= Stated problem =
Reproduce, word for word, everything in the listing below from the line containing "Category: the utility pole" down to the line containing "pixel 172 395", with both of those lines included.

--------------------------------

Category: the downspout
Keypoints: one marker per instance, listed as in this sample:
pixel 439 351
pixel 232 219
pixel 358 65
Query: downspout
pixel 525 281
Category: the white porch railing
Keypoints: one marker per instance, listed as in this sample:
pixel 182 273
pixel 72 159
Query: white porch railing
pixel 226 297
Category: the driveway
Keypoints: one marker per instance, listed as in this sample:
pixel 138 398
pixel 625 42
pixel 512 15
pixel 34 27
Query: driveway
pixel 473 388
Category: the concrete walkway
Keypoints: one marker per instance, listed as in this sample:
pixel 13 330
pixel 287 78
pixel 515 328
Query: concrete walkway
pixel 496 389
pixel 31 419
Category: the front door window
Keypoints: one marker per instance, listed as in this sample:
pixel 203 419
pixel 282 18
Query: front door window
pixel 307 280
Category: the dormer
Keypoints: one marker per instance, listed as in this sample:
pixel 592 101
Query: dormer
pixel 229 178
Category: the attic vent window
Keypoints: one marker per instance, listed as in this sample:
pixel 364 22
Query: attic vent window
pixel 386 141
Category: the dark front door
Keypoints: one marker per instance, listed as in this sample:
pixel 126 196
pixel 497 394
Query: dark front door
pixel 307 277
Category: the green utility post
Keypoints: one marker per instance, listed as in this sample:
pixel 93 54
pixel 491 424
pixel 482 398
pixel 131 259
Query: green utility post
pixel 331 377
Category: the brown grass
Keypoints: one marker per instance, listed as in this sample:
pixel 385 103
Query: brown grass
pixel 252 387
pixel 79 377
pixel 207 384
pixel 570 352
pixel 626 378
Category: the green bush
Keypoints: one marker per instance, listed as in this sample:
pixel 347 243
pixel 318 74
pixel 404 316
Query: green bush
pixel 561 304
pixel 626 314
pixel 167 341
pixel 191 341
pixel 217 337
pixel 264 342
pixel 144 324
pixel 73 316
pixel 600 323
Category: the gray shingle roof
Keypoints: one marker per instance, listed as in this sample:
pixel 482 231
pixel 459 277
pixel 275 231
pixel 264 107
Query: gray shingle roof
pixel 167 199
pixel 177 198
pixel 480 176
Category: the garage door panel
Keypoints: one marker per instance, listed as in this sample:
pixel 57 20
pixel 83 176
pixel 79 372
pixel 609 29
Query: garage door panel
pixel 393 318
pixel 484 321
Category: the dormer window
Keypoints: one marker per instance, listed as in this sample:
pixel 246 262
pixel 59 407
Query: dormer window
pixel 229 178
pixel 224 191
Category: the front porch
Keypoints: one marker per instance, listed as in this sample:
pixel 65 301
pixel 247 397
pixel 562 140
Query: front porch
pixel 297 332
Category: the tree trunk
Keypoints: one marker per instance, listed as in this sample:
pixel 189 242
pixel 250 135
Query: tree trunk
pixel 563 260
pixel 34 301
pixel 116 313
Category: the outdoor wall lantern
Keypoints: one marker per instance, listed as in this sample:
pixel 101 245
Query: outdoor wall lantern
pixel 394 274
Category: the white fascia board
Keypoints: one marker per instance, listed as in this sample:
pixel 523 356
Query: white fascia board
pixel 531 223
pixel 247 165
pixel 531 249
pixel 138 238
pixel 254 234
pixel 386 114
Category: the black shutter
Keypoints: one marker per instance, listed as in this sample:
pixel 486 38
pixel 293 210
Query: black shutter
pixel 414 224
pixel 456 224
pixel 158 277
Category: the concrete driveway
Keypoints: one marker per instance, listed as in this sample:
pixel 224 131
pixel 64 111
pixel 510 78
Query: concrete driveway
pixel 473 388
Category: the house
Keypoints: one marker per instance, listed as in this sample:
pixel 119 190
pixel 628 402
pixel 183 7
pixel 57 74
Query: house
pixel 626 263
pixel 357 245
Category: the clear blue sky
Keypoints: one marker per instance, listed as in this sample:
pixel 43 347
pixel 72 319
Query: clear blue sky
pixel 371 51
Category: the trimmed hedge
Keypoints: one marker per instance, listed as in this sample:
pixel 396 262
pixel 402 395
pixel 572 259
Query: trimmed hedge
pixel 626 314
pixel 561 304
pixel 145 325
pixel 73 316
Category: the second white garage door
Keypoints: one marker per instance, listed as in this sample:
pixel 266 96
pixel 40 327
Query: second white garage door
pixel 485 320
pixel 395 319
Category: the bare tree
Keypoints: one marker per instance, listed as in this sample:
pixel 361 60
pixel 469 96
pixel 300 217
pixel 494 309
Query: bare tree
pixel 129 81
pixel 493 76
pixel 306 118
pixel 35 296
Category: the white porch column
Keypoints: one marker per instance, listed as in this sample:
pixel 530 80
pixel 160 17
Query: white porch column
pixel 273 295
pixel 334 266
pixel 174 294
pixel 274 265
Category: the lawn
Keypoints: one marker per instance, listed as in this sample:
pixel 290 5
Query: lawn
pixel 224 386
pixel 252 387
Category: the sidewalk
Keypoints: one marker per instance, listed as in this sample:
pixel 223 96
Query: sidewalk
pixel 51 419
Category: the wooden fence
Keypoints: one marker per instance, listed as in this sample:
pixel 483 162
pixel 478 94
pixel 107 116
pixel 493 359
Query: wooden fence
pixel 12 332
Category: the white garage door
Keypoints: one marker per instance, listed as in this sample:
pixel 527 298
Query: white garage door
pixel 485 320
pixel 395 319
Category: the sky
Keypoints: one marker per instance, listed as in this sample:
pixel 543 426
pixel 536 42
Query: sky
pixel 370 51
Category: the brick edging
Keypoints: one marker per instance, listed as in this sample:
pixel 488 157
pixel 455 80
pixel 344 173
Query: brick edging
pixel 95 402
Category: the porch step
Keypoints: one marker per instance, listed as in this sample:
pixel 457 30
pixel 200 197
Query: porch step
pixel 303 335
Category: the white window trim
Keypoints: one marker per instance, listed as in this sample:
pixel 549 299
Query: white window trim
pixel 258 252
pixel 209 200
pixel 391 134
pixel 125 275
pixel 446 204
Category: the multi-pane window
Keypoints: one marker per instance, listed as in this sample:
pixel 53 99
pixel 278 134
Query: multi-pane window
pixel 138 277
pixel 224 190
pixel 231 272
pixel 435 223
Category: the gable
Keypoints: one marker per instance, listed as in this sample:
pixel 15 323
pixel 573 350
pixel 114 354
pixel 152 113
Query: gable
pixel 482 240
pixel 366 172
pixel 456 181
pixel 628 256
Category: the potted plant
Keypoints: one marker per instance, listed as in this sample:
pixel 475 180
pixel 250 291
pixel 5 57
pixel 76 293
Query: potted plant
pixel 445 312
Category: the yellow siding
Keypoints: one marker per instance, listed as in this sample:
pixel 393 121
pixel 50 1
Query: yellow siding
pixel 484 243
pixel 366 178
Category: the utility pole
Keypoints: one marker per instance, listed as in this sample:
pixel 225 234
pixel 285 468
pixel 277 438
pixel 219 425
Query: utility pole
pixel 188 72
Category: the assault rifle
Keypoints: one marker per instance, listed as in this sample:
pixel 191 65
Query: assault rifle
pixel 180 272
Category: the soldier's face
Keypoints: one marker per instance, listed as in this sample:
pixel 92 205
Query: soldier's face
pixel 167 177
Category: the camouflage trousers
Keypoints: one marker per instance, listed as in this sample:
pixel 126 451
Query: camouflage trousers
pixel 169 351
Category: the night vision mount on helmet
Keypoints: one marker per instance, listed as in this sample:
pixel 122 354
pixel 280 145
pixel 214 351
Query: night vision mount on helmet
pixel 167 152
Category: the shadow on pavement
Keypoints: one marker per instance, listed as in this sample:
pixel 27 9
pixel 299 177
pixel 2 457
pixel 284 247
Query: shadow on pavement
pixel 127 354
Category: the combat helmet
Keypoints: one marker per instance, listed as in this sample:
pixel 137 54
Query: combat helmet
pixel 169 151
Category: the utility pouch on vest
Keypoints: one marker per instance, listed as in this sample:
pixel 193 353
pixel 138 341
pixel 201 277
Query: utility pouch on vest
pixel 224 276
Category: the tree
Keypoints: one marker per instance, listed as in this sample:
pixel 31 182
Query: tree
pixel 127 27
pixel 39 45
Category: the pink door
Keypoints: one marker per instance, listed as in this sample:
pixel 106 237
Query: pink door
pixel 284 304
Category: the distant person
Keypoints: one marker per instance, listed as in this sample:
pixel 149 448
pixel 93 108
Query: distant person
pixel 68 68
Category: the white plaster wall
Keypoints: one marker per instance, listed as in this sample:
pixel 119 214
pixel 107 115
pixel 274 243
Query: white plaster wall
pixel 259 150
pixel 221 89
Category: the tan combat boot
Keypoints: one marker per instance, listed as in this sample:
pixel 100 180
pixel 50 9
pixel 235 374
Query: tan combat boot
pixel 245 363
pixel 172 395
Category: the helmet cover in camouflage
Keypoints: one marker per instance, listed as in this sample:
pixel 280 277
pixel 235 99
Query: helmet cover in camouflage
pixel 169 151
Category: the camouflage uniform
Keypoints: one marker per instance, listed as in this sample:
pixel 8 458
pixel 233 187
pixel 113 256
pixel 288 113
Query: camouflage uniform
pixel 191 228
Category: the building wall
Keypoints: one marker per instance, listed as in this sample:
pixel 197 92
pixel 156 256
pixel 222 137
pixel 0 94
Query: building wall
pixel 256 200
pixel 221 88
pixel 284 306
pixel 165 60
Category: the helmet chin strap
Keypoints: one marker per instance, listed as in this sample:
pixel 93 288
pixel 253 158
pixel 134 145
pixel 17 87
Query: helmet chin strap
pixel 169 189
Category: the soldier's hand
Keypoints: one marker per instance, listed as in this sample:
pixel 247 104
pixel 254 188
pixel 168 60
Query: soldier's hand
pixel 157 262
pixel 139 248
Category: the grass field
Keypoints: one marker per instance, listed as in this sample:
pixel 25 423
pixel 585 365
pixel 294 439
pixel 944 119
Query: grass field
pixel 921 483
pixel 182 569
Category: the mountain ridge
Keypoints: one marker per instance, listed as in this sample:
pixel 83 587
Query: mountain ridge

--------------------------------

= Task response =
Category: the utility pole
Keypoints: one marker per instance, listed as in this sample:
pixel 225 234
pixel 285 468
pixel 277 438
pixel 219 425
Query: utility pole
pixel 188 72
Category: the assault rifle
Keypoints: one marker per instance, listed as in this sample:
pixel 191 65
Query: assault rifle
pixel 180 272
Category: the soldier's face
Keypoints: one marker per instance, listed as in this sample:
pixel 92 205
Query: soldier's face
pixel 167 177
Category: the camouflage trousers
Keypoints: one marker per instance, listed as in this sample:
pixel 126 451
Query: camouflage trousers
pixel 169 351
Category: the night vision mount on helmet
Keypoints: one marker per instance, listed as in this sample:
pixel 122 354
pixel 280 145
pixel 214 351
Query: night vision mount on helmet
pixel 167 152
Category: the shadow on pavement
Keypoints: one marker per instance, listed as in this sample:
pixel 27 9
pixel 299 177
pixel 2 457
pixel 284 247
Query: shadow on pavement
pixel 127 354
Category: the combat helmet
Keypoints: one marker per instance, listed as in this sample:
pixel 137 54
Query: combat helmet
pixel 169 151
Category: the utility pouch on vest
Keypoints: one marker per instance, listed as in this sample:
pixel 193 353
pixel 138 341
pixel 201 277
Query: utility pouch on vest
pixel 224 276
Category: the tree
Keypoints: one marker per instance, listed as in this sample:
pixel 31 182
Query: tree
pixel 127 27
pixel 39 45
Category: the pink door
Keypoints: one marker per instance, listed as in this sample:
pixel 106 237
Query: pink door
pixel 284 304
Category: the distant person
Keypoints: one marker per instance, listed as in this sample:
pixel 149 448
pixel 93 108
Query: distant person
pixel 68 68
Category: the white plaster wall
Keypoints: one marker per instance, listed as in this sample:
pixel 119 214
pixel 107 115
pixel 274 243
Query: white plaster wall
pixel 259 150
pixel 221 89
Category: the tan combat boot
Keypoints: one marker per instance, listed as in this sample:
pixel 100 180
pixel 50 9
pixel 235 374
Query: tan combat boot
pixel 245 363
pixel 172 395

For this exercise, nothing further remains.